● Document text:
Our story begins more than a decade ago when then UC Davis doctoral student Matan Shelomi, now an associate professor of entomology at National Taiwan University, Taiwan, was studying the digestive physiology of the stick and leaf insects, Phasmatodea, for his Ph.D, pursued under the guidance of his major professor, Lynn Kimsey. He isolated and cultured bacteria from the guts and cages of the stick insects. Some of the species seemed new to science, but Shelomi had neither the time nor the resources to prove it then. 

He stored the microbes inside the deep freezers of the Phaff Yeast Culture Collection, UC Davis Department of Food Science and Technology. 

The years slipped by. So did the memory of isolating the bacteria.  Then after becoming a professor himself, his graduate student, Chiao-Jung Han, discovered a new bacteria species inside a beetle. That prompted Shelomi to renew his interest in the microbes from the Bohart Museum.

● Given data:
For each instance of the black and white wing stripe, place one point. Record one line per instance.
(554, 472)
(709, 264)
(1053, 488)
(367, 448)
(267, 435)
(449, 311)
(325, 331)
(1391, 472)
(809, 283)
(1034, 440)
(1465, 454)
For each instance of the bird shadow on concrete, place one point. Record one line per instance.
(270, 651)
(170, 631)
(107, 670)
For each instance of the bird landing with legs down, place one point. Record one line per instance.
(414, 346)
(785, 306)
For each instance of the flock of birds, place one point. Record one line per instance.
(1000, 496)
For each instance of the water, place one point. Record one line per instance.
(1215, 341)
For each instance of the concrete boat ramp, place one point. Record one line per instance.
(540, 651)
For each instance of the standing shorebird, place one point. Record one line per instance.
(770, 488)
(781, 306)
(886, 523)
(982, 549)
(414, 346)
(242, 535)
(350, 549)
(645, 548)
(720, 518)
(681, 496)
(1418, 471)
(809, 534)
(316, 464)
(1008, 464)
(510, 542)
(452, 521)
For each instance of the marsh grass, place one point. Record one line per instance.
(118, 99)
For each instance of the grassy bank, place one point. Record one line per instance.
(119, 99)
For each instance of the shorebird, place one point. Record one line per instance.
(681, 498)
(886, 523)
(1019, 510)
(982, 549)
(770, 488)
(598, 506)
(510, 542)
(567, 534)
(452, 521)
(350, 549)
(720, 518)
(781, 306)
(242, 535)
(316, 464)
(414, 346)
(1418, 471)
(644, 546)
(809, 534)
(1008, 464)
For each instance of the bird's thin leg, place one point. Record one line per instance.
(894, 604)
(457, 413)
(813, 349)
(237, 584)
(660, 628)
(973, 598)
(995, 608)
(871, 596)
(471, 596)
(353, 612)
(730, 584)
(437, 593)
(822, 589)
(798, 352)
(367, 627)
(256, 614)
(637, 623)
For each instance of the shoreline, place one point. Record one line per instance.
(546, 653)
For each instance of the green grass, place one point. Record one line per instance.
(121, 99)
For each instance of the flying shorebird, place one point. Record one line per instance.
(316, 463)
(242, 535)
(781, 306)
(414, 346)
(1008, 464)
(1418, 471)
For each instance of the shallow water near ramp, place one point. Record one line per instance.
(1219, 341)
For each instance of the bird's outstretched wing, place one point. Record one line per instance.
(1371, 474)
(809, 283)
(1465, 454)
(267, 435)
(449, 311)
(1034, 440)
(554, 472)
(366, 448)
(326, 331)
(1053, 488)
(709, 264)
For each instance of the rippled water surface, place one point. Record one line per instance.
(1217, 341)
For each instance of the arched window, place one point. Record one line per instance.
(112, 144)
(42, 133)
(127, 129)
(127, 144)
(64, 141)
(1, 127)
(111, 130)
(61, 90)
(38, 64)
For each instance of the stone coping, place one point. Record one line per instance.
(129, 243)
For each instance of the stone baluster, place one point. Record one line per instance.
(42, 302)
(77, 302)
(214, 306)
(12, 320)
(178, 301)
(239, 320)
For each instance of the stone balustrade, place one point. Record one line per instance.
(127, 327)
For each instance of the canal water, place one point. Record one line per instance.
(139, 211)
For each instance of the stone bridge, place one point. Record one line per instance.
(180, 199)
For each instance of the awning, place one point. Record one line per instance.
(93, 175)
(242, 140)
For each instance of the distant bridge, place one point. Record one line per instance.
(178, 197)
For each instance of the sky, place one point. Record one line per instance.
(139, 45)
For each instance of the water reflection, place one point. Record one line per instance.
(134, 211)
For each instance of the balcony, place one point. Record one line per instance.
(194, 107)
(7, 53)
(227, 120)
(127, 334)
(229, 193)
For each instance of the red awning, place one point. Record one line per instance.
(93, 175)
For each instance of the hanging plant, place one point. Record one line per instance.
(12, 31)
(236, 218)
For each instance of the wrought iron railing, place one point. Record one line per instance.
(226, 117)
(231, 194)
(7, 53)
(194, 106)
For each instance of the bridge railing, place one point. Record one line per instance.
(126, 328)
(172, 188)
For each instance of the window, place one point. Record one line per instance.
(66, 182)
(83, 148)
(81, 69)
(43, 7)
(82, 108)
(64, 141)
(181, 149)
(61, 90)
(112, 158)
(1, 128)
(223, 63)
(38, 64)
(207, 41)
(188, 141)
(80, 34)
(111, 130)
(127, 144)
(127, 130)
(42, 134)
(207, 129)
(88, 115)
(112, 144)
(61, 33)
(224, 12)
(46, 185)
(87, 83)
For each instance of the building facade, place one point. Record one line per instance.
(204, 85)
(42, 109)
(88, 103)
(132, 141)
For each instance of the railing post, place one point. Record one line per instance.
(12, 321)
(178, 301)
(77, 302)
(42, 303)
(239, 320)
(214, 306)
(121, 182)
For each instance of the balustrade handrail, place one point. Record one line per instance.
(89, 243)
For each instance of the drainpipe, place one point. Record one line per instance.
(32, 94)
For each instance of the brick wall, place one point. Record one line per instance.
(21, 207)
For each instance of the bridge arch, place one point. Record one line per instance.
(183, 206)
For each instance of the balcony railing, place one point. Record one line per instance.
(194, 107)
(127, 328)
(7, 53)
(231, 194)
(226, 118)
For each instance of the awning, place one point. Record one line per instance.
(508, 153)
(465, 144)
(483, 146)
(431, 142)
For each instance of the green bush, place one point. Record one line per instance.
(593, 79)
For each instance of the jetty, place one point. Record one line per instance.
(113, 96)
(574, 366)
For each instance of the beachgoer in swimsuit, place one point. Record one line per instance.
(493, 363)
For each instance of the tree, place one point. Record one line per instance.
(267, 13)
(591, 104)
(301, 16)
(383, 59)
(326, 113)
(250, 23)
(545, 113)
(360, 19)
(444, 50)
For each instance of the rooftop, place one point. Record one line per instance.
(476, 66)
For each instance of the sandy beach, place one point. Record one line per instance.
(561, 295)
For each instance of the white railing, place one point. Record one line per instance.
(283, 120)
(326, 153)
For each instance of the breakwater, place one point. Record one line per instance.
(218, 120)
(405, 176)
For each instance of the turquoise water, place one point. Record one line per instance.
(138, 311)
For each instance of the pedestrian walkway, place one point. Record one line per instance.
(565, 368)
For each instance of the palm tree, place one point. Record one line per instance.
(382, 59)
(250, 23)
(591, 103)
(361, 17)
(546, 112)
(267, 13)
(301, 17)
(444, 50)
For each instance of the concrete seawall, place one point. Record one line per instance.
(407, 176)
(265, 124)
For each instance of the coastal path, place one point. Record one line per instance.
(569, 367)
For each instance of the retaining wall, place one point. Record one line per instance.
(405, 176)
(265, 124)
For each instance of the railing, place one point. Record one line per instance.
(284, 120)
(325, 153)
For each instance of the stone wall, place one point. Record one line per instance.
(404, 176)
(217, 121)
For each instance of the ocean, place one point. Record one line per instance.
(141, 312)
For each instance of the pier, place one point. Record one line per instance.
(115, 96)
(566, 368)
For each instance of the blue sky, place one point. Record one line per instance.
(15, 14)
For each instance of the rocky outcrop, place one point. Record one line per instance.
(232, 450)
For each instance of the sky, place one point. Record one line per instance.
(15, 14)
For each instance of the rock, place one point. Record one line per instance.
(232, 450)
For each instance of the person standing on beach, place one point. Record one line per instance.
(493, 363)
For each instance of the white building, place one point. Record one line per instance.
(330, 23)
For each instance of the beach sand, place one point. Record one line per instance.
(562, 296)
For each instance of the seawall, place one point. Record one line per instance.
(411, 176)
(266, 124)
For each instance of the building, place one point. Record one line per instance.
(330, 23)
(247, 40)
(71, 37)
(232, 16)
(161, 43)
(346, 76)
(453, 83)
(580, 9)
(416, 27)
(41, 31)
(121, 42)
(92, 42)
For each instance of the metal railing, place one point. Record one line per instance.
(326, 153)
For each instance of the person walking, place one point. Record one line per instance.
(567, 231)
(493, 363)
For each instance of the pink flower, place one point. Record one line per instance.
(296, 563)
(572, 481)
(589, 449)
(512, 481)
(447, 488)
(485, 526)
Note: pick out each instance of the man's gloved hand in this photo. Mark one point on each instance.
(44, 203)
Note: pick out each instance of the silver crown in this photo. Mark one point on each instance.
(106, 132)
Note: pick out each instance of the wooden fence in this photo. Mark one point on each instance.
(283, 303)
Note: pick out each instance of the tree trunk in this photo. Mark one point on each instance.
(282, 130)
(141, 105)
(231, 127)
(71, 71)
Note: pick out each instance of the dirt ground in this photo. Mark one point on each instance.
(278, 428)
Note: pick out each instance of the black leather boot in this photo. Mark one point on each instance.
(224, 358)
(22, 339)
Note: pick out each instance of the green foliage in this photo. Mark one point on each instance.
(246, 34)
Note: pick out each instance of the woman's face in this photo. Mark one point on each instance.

● Assignment 1:
For each statement about the passage on stick insect bacteria, answer yes or no and quote the words of the passage that decide it. (a) Shelomi cultured bacteria from the guts and cages of the stick insects. (b) Shelomi proved during his doctoral studies that the species were new. (c) The microbes were kept in the deep freezers of the Phaff Yeast Culture Collection.
● Assignment 2:
Rewrite everything from "The years slipped" down to "the Bohart Museum." in the passage on stick insect bacteria, changing "beetle" to "wasp".
● Assignment 3:
According to the passage on stick insect bacteria, who discovered a new bacteria species inside a beetle?
The rows are separate material, unrelated to the passage about stick insect bacteria.

● Response 1:
(a) Yes: "He isolated and cultured bacteria from the guts and cages of the stick insects."
(b) No: "Shelomi had neither the time nor the resources to prove it then."
(c) Yes: "He stored the microbes inside the deep freezers of the Phaff Yeast Culture Collection"

● Response 2:
The years slipped by. So did the memory of isolating the bacteria.  Then after becoming a professor himself, his graduate student, Chiao-Jung Han, discovered a new bacteria species inside a wasp. That prompted Shelomi to renew his interest in the microbes from the Bohart Museum.

● Response 3:
Chiao-Jung Han, Shelomi's graduate student.